Rewrite each of the entries below, changing every occurrence of "client" to "customer" and leaving all other text unchanged.

[START]

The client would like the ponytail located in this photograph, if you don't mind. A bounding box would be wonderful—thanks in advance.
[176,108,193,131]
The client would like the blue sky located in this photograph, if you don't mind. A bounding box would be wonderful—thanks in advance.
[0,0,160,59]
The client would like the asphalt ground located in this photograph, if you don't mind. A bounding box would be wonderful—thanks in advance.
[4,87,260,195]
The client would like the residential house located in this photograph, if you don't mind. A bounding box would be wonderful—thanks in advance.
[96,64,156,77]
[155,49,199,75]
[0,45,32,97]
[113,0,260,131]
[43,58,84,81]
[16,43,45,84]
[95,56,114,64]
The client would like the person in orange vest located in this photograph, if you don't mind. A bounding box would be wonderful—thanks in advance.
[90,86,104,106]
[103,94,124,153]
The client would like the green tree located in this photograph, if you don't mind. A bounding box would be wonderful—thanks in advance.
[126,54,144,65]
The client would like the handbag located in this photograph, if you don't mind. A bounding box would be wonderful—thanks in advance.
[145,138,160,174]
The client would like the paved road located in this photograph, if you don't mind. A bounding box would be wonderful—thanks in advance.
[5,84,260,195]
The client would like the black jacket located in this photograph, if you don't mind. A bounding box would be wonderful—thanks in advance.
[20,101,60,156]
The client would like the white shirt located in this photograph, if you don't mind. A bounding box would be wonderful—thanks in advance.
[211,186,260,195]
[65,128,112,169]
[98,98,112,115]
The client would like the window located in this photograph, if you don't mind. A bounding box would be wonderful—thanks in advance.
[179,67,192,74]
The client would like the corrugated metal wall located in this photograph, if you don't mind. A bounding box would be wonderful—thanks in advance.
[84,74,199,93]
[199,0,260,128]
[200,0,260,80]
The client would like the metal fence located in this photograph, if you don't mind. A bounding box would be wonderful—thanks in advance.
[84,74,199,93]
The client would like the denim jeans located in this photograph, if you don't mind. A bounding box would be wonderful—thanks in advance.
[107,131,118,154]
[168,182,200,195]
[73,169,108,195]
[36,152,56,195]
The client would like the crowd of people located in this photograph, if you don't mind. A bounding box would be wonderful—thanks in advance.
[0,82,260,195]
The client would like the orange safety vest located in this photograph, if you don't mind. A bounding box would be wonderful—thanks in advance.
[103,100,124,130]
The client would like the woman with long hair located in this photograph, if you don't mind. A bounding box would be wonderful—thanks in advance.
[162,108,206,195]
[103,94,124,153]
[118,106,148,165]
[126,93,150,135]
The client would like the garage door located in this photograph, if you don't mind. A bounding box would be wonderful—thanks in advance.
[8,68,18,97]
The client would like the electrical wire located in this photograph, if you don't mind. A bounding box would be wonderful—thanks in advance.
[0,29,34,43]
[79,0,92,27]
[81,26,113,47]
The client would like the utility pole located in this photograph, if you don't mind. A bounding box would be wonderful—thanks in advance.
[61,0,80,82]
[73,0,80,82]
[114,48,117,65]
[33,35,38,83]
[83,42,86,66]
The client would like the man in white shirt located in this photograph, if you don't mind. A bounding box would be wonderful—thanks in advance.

[END]

▶ **Result**:
The customer would like the ponytail located in this photograph, if you don't mind. A bounding box would be wonderful—thanks in advance.
[176,108,193,131]
The customer would like the blue sky located in this photograph, if you don't mind. A bounding box would be wonderful—thanks in advance.
[0,0,160,59]
The customer would like the asphalt ground located in this photograph, if you don't mind. A bounding box would be wonderful—thanks in advance.
[4,87,260,195]
The customer would like the residential house located in this photograph, if you don't mind. A bounding box would be wonderful—thanks in advance.
[96,64,156,77]
[155,49,199,75]
[0,45,32,97]
[113,0,260,131]
[43,58,84,81]
[16,43,45,84]
[95,56,114,64]
The customer would like the person in orange vest located in this photograph, if you don't mind. A bounding box would be wonderful—thanks in advance.
[90,86,104,106]
[103,94,124,153]
The customer would like the green tree located in this photograph, if you don't mind. A bounding box would be wonderful—thanks in advance.
[126,54,144,65]
The customer would like the handbag located in this photograph, if you don't mind. A bounding box would be wonderful—thanks in advance.
[145,138,160,174]
The customer would like the paved road located in this photograph, if you don't mind. A bounding box would be wonderful—thanks in advance.
[5,84,260,195]
The customer would like the black jacket located in this photograph, if you don't mind. A bounding box would be wonderful—thanks in advance.
[20,101,60,156]
The customer would like the white shirt located in this photograph, if you don't mind. A bounding box would be wonderful—thanks in advance.
[211,186,260,195]
[65,128,112,169]
[98,98,112,115]
The customer would like the window located in this photograph, if you don't mind. A bounding box would be wonderful—thanks in advance.
[179,67,192,74]
The customer would like the corrugated metal wall located in this photograph, if you don't mind. A bounding box would be wonderful—thanks in advance.
[84,74,199,93]
[199,0,260,128]
[200,0,260,80]
The customer would like the metal fence located in this photograph, if you don't mind. A bounding box would be wonderful—thanks in advance.
[84,74,199,93]
The customer would like the denim jeans located in this photograph, if you don't mind. A bounding box would be wonderful—thanks in advance.
[107,131,118,154]
[168,182,200,195]
[73,169,108,195]
[36,152,56,195]
The customer would like the crowd of people located in this photograph, if you don't mind. A bounding box would be wonderful—thanks in advance.
[0,82,260,195]
The customer would like the orange safety vest located in this photograph, if you don't mind. A bounding box would be wonderful—thanks in advance.
[103,100,124,130]
The customer would like the woman with long hair located in this photograph, if you don't mind. A bounding box would be wonderful—thanks in advance.
[162,108,206,195]
[103,94,124,153]
[118,106,148,165]
[126,93,150,135]
The customer would like the garage door located in this photograph, if you don't mind. A bounding box would be wonderful—thanks in advance.
[8,68,18,97]
The customer would like the electrical wire located in this photograph, if you don't mind. A bounding box would be wonderful—thanks in advance.
[0,29,34,43]
[79,0,92,27]
[81,26,113,47]
The customer would like the utility pole located in this photograph, if you don't mind. A bounding box would be wonderful—thanks in advance.
[61,0,80,82]
[73,0,80,82]
[114,48,117,65]
[33,35,38,83]
[83,42,86,66]
The customer would like the man in white shirt located in this photograph, if you don't mind. A bounding box would be wonderful—thanks in advance.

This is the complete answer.